THE TASK >> Pull out every line of the listing below where "turtle" appears.
────────
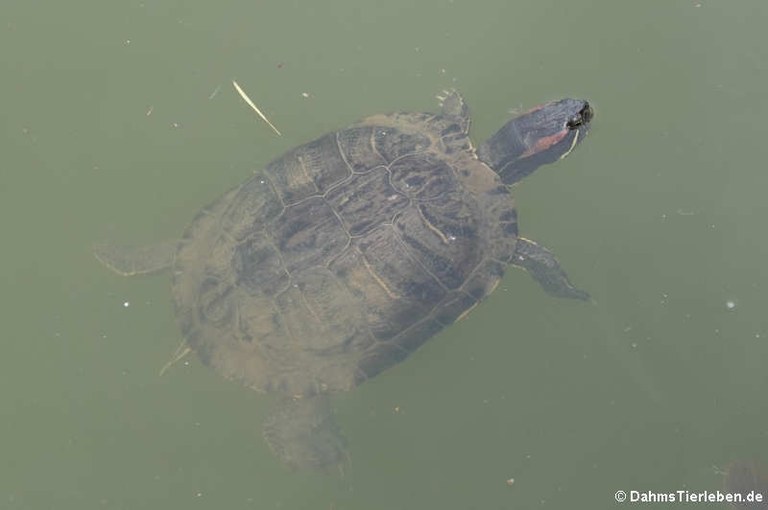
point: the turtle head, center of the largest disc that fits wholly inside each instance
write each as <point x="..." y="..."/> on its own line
<point x="542" y="135"/>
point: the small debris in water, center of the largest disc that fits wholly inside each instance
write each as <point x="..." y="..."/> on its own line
<point x="255" y="108"/>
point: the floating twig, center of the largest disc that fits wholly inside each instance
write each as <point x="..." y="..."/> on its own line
<point x="255" y="108"/>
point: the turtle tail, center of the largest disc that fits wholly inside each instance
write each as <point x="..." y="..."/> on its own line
<point x="303" y="434"/>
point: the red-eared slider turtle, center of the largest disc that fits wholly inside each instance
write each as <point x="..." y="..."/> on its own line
<point x="347" y="253"/>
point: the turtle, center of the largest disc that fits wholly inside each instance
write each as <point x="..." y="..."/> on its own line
<point x="344" y="255"/>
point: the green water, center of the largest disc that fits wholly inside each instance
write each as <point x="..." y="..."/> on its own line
<point x="118" y="121"/>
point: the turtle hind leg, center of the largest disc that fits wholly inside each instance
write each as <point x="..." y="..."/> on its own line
<point x="136" y="260"/>
<point x="542" y="265"/>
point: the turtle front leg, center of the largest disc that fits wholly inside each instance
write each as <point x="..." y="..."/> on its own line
<point x="136" y="260"/>
<point x="545" y="269"/>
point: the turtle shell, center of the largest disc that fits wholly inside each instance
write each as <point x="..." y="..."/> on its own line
<point x="344" y="255"/>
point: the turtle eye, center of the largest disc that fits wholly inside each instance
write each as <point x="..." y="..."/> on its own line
<point x="574" y="122"/>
────────
RESULT FOR THIS EXERCISE >>
point: the turtle head, center of the largest disc that fits wholly inside each instance
point: the turtle tail, center of the largest disc that fits wholly inside each instance
point: the red-eared slider turtle, center of the largest disc that fits wholly inside each instance
point: the turtle, center of the largest disc that fits wholly inside each instance
point: the turtle hind leg, center of the largest disc that fits wholly inside each instance
point: the turtle front leg, center of the largest disc that fits wholly inside each instance
point: the turtle shell, center of the largest disc that fits wholly inside each instance
point: the turtle eye, center of the largest disc that fits wholly inside each instance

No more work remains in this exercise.